- _PASSAGE TO READ_
▬▬▬▬▬▬▬▬▬▬

Thursday, 13 September 2012

Norman Vincent Peale

Peale was born in Bowersville, Ohio, in 1898. Following college (Ohio
Wesleyan University) and work on newspapers (Detroit Journal), he
studied theology at Boston University. After ordination he quickly
became a popular preacher who could swell congregation numbers tenfold.
During his time at University Methodist Church in Syracuse, New
York, he met and married Ruth Stafford, his life-long partner and
collaborator.
At 34, Peale moved to Marble Collegiate Church in New York City,
where he stayed through the Depression and the Second World War
until the early 1980s. His sermons became so well known that they
attracted tourists. In the 1930s he also began a radio broadcast, "The
Art of Living," that was to be heard weekly for 54 years, and established
a clinic of Christian psychotherapy with psychiatrist Smiley
Blanton. In 1945 he established the inspirational magazine Guideposts,
which is still popular. Politically he was conservative: He traveled to
Vietnam at President Nixon's request and was given the Presidential
Medal of Freedom by Ronald Reagan.

▬▬▬▬▬▬▬▬▬▬

- _MATERIAL SHOWN_

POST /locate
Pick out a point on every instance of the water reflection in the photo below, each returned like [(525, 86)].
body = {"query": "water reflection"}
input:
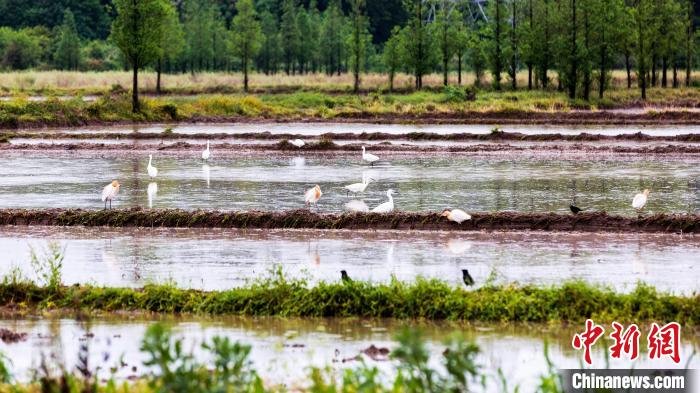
[(425, 184), (220, 259), (518, 350), (152, 191)]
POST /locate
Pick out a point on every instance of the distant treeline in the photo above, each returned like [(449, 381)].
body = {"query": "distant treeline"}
[(579, 40)]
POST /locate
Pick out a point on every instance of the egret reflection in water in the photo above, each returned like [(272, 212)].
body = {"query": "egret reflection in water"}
[(152, 191)]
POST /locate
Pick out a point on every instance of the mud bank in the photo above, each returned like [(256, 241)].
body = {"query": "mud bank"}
[(299, 219), (496, 136), (235, 149)]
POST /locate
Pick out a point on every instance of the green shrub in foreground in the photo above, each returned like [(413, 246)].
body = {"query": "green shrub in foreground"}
[(429, 299)]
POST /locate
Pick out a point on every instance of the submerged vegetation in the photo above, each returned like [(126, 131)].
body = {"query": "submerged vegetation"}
[(516, 107), (430, 299), (174, 368), (297, 219)]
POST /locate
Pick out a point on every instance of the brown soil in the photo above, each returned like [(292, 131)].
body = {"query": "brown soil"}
[(367, 136), (9, 337), (232, 149), (136, 217), (582, 117)]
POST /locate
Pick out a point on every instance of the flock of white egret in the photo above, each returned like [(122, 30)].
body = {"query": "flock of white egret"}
[(312, 195)]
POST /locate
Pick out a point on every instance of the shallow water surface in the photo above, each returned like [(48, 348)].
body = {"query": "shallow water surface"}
[(311, 129), (423, 183), (284, 349), (221, 258)]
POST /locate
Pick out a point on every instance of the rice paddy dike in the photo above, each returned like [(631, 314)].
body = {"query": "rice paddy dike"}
[(424, 299), (302, 218), (522, 107)]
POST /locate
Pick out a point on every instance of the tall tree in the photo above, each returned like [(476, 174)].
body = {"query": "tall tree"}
[(268, 56), (138, 32), (644, 21), (290, 35), (447, 21), (246, 36), (358, 40), (67, 56), (495, 30), (418, 50), (172, 44)]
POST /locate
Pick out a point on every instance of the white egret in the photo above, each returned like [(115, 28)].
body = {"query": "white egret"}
[(206, 171), (152, 191), (206, 154), (109, 192), (371, 158), (640, 200), (386, 207), (313, 195), (357, 206), (358, 187), (456, 215), (152, 171)]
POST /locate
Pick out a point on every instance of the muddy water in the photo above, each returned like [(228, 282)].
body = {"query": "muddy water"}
[(220, 259), (423, 183), (284, 349), (311, 129)]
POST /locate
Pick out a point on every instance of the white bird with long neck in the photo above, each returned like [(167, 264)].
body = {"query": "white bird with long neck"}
[(206, 154), (386, 207), (358, 187), (640, 200), (456, 215), (109, 192), (371, 158), (297, 142), (152, 171), (312, 195)]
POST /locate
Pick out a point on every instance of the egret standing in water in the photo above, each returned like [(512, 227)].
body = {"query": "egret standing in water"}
[(152, 171), (109, 192), (386, 207), (371, 158), (640, 200), (151, 191), (467, 278), (206, 154), (313, 195), (575, 209), (297, 142), (358, 187), (456, 215)]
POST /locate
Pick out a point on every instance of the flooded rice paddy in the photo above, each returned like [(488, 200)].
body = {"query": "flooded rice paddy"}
[(430, 183), (315, 129), (284, 349), (218, 259)]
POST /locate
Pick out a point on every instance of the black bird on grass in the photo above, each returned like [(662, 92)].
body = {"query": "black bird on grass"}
[(467, 278), (575, 209)]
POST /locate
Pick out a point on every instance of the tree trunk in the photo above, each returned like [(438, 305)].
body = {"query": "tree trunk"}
[(628, 68), (664, 71), (573, 61), (135, 90), (601, 81), (675, 75), (459, 70), (245, 73), (159, 68)]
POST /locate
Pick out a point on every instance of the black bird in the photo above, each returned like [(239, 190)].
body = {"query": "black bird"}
[(575, 209), (467, 278)]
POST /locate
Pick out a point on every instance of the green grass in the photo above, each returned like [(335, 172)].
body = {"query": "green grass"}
[(428, 299), (515, 106)]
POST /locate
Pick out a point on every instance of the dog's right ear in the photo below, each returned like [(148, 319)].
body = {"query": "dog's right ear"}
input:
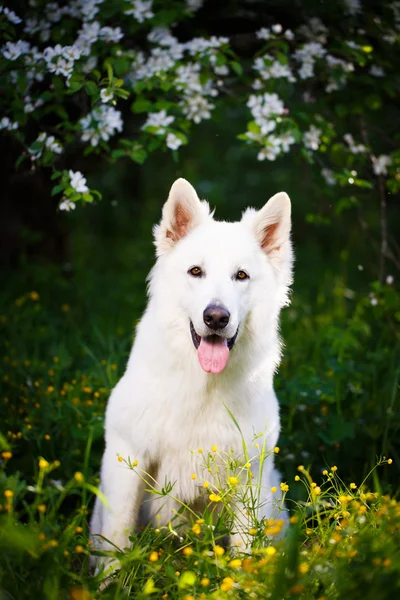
[(182, 212)]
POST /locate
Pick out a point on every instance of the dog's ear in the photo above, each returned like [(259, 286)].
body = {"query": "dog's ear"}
[(182, 212), (271, 226)]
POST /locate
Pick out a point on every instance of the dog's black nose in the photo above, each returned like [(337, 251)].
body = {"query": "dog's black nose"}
[(216, 317)]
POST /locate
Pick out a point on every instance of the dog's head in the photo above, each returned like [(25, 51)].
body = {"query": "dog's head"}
[(220, 278)]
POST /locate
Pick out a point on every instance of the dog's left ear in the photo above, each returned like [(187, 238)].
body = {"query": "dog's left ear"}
[(271, 226), (182, 212)]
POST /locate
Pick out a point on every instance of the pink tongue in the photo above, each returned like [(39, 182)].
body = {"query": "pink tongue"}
[(213, 354)]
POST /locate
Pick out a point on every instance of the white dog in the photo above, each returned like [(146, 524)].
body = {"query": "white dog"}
[(207, 345)]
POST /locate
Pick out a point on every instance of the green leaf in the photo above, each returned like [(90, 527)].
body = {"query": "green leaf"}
[(57, 189), (253, 127), (19, 160), (91, 88), (141, 105), (237, 67), (139, 155), (86, 197), (109, 71), (187, 579), (373, 102)]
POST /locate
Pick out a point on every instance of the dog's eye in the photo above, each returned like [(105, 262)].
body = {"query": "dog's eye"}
[(196, 272), (242, 275)]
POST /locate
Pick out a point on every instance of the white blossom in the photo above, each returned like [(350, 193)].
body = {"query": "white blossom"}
[(141, 10), (353, 147), (263, 33), (12, 51), (314, 30), (307, 55), (48, 142), (60, 59), (353, 7), (161, 35), (78, 182), (312, 138), (202, 46), (373, 300), (193, 5), (11, 16), (100, 124), (381, 163), (328, 176), (289, 35), (111, 34), (6, 123), (196, 108), (376, 71), (67, 205), (352, 45), (277, 28), (272, 150), (268, 68), (160, 120), (106, 95), (265, 108), (173, 142), (52, 144)]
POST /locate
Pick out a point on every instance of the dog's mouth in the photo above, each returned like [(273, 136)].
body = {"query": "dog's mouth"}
[(212, 350)]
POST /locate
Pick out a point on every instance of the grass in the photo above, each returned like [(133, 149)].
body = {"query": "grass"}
[(338, 387)]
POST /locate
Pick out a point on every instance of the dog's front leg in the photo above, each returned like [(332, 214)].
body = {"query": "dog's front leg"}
[(112, 524)]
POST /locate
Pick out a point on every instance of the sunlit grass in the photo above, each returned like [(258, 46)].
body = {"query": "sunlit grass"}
[(343, 531)]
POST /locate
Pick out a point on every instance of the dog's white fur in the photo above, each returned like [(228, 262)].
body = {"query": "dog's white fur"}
[(165, 405)]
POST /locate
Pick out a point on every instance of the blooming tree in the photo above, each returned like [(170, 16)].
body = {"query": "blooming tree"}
[(69, 71)]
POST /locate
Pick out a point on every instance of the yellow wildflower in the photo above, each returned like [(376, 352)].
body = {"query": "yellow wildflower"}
[(215, 498), (227, 584), (153, 556), (303, 568), (219, 550), (196, 529)]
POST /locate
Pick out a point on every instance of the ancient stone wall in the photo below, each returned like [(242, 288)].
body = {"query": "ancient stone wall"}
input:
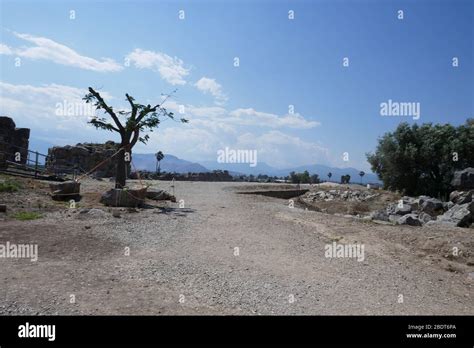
[(12, 140), (84, 157)]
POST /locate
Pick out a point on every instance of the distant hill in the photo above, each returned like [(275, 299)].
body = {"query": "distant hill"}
[(321, 170), (170, 163)]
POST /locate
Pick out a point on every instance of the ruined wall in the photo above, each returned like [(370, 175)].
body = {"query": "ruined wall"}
[(63, 159), (12, 140)]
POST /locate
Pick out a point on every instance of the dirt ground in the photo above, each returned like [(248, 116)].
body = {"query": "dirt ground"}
[(224, 253)]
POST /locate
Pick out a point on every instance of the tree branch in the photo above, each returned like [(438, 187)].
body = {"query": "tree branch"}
[(107, 108)]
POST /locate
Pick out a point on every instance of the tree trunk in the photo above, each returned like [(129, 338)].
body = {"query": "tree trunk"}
[(121, 170)]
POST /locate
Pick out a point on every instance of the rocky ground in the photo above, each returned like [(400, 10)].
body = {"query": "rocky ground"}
[(218, 252)]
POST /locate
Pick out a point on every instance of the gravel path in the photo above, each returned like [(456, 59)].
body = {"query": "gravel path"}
[(185, 261)]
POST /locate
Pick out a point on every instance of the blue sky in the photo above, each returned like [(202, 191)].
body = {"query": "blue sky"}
[(143, 48)]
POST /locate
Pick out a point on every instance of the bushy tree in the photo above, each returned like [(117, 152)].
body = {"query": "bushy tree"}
[(422, 159), (300, 178)]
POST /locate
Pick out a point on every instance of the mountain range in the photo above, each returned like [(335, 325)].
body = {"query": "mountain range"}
[(172, 163)]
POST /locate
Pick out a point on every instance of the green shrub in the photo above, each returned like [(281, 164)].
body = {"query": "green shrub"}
[(9, 186)]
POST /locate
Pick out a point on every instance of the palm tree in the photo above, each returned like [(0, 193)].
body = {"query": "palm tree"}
[(159, 156), (361, 173)]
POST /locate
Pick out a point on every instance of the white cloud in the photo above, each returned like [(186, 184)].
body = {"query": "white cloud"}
[(283, 150), (210, 128), (48, 49), (47, 108), (4, 49), (170, 69), (208, 85), (250, 116)]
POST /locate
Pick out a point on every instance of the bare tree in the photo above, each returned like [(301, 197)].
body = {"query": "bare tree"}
[(140, 119), (361, 173), (159, 156)]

▬▬▬▬▬▬▬▬▬▬

- _WORK ORDER_
In the Norman Vincent Peale passage, for how many years was the radio broadcast "The Art of Living" heard weekly?

- _RESPONSE TO THIS EXERCISE_
54 years.